= Ayapathu =

Indigenous Australian people

The Ayapathu people, otherwise known as the Ayabadhu or Aiyaboto, were an Indigenous Australian group, living on the western side of the Cape York Peninsula in northern Queensland.

==Language==
Ayapathu language appears to have been closely related to the coastal language of Yintyingka, though structurally different and they may be considered dialects of the same language. Etymologically, aya means 'language', while patha may be cognate with the homophonous Yintyingka word for 'to eat', paralleling the ethnonym Wik-Mungkan (speech (wik)+eat (mungka).

Little is otherwise known of the language. Some word lists were compiled from information given by George Rocky, whose vernacular was Umpila, though his father was an Ayapathu. He was raised from boyhood at the Lockhart River Mission, and then worked on Japanese lugger boats fishing for beche-de-mer and pearls. The Japanese generally treated their aboriginal hired labourers better than white employers did. The last informants on the language had generally grown up with a neighbouring tribe's culture, and Ayapathu was no longer their first language. Thus just as George Rocky primarily spoke Umpila Jack Shephard, whose mother was an Ayapathu, was himself a Kaantju clansman. The last speakers died out in the late 20th century.

==Country==
According to Norman Tindale, Ayapathu tribal lands extended over some 1,900 sq. miles, stretching from north of Ebagoola, to Musgrave in the south. Their western boundaries were formed by the headwaters of the Coleman and Holroyd rivers. To the east, they reached the Great Dividing Range and Violet Vale.
======
• STATED EXERCISE 1: In the text on the Ayapathu people, what was the approximate size of Ayapathu tribal lands according to Norman Tindale?
• STATED EXERCISE 2: Pull out each line of the records that contains the string "scarf".

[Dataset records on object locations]
======
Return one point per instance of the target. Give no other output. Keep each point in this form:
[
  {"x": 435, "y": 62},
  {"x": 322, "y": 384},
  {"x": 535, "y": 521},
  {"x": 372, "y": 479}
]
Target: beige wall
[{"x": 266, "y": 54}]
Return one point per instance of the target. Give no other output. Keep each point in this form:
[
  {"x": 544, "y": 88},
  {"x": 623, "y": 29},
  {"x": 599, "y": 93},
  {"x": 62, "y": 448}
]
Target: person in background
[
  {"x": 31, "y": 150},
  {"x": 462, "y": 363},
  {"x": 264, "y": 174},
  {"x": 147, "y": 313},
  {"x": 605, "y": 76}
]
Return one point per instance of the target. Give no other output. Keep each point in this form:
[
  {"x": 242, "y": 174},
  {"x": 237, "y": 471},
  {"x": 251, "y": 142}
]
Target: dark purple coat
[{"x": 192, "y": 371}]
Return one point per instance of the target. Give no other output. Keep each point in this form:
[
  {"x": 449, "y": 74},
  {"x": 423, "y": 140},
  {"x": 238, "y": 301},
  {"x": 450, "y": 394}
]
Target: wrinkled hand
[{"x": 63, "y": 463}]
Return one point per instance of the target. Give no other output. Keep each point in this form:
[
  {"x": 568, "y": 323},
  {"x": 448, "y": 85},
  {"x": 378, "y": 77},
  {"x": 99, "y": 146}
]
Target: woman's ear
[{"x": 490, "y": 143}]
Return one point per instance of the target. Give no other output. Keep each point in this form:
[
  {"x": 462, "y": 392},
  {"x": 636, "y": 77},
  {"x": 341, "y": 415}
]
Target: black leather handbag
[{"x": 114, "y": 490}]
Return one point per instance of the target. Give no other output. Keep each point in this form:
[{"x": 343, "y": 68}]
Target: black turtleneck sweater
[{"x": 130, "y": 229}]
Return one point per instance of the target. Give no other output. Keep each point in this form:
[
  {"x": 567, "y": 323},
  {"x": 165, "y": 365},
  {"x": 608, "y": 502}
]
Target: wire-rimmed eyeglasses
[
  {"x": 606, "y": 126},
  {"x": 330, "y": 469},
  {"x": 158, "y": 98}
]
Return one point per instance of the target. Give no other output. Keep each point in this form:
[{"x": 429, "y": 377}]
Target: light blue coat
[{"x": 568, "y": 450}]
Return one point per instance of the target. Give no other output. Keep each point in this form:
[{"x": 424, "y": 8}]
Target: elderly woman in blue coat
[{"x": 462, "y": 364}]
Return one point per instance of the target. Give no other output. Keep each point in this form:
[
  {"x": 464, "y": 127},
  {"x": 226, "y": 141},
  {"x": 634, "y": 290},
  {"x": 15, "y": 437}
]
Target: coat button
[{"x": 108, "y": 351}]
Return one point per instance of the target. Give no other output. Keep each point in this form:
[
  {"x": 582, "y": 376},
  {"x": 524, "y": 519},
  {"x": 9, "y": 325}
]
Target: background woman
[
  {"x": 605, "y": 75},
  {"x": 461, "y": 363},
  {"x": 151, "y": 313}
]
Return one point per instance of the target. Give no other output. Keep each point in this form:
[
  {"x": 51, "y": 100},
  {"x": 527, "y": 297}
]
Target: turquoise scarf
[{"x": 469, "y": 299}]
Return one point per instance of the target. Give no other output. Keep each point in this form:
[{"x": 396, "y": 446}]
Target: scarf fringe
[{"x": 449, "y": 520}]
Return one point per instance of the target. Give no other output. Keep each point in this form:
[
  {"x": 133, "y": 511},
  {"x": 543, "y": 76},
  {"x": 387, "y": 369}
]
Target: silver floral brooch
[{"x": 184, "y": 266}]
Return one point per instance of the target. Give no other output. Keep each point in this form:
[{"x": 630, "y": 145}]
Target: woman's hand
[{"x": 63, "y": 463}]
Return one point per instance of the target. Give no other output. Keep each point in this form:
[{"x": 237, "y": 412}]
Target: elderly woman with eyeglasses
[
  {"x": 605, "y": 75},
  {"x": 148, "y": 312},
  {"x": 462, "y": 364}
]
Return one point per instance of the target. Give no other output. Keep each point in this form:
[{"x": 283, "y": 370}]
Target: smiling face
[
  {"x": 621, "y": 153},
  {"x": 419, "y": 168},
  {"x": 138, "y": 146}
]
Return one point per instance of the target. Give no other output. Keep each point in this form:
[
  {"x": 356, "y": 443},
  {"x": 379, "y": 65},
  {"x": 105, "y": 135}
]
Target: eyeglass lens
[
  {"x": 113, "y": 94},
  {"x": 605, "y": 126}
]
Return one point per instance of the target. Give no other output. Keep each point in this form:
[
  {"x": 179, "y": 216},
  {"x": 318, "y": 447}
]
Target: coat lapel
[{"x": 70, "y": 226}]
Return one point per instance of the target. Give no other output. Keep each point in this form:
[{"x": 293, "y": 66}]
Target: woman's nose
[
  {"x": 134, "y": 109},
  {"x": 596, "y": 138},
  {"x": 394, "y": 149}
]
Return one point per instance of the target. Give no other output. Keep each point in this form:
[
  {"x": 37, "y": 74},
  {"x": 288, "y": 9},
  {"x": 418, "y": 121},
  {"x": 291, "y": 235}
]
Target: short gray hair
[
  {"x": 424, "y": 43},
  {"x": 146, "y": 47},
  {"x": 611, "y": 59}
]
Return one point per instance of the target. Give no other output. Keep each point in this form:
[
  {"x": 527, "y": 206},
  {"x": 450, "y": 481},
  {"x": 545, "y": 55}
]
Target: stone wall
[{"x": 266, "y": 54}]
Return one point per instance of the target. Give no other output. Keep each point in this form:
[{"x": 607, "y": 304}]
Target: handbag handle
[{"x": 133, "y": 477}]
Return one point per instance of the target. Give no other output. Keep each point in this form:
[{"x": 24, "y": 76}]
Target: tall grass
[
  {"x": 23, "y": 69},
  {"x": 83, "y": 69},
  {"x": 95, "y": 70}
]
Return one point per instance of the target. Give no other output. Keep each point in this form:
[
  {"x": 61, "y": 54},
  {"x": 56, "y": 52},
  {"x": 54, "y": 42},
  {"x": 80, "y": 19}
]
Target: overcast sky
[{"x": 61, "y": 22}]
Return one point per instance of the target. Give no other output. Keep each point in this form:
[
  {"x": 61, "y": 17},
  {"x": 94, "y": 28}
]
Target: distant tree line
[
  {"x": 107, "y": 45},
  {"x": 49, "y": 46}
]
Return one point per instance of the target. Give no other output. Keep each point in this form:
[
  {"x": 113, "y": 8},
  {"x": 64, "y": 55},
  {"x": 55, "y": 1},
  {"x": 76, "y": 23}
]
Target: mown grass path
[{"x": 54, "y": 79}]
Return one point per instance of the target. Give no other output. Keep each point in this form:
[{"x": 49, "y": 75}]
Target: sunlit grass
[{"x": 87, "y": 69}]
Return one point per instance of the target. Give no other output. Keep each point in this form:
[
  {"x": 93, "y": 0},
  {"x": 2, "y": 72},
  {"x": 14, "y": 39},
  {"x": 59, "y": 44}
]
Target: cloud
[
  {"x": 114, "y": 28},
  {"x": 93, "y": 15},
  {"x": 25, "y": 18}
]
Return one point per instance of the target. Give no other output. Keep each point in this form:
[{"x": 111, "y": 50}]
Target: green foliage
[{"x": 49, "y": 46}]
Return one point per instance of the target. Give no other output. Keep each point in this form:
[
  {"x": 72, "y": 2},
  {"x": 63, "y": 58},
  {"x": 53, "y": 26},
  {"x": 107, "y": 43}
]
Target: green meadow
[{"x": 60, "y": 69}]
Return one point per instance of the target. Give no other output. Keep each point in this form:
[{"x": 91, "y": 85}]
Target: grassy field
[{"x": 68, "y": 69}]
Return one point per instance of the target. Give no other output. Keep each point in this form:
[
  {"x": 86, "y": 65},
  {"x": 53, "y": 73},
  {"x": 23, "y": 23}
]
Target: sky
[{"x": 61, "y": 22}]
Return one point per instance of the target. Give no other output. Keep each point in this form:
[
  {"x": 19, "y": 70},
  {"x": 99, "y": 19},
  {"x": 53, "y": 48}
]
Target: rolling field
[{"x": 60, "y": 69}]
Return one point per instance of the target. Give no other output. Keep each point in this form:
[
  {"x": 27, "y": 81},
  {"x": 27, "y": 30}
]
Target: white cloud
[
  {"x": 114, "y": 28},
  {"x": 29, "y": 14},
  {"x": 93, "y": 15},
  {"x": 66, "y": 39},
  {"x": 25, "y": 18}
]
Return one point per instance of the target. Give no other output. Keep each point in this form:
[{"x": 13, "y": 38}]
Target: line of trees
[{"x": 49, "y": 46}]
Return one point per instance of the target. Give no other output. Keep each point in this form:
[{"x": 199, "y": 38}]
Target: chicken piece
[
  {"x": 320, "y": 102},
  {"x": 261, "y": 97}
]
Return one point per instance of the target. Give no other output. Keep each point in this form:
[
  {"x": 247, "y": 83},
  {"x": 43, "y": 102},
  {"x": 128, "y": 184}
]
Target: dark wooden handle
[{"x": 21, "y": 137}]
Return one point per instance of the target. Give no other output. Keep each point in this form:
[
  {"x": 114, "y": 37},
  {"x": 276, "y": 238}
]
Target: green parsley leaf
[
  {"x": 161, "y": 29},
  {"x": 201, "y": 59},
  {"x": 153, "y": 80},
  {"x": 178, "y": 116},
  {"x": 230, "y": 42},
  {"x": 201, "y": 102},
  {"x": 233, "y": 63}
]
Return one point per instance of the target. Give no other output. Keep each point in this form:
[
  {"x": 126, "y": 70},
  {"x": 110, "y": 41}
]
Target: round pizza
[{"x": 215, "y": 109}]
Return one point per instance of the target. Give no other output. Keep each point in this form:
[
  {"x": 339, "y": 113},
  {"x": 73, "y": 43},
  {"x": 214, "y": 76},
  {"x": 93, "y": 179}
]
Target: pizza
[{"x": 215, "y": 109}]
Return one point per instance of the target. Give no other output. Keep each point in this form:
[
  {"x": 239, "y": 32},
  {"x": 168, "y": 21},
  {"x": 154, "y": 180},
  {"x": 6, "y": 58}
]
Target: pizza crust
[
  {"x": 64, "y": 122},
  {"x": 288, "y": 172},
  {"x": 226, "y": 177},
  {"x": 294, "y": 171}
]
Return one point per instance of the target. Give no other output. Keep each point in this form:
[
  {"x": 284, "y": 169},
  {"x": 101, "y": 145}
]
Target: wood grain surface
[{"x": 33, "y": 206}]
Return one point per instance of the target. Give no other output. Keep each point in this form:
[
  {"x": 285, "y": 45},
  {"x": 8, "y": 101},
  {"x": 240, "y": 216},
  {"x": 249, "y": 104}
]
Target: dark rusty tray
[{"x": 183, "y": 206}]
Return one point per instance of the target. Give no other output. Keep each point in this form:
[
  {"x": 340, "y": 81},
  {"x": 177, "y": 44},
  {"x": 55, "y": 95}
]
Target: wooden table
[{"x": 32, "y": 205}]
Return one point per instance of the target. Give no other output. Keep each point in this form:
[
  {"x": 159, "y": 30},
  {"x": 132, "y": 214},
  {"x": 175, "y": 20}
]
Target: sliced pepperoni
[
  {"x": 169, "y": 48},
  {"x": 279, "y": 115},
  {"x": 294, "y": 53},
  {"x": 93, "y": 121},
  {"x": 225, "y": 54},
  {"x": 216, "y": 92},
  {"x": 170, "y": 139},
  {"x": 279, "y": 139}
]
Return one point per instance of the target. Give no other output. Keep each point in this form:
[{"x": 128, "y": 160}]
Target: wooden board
======
• SOLUTION 1: Some 1,900 square miles.

• SOLUTION 2:
Target: turquoise scarf
Target: scarf fringe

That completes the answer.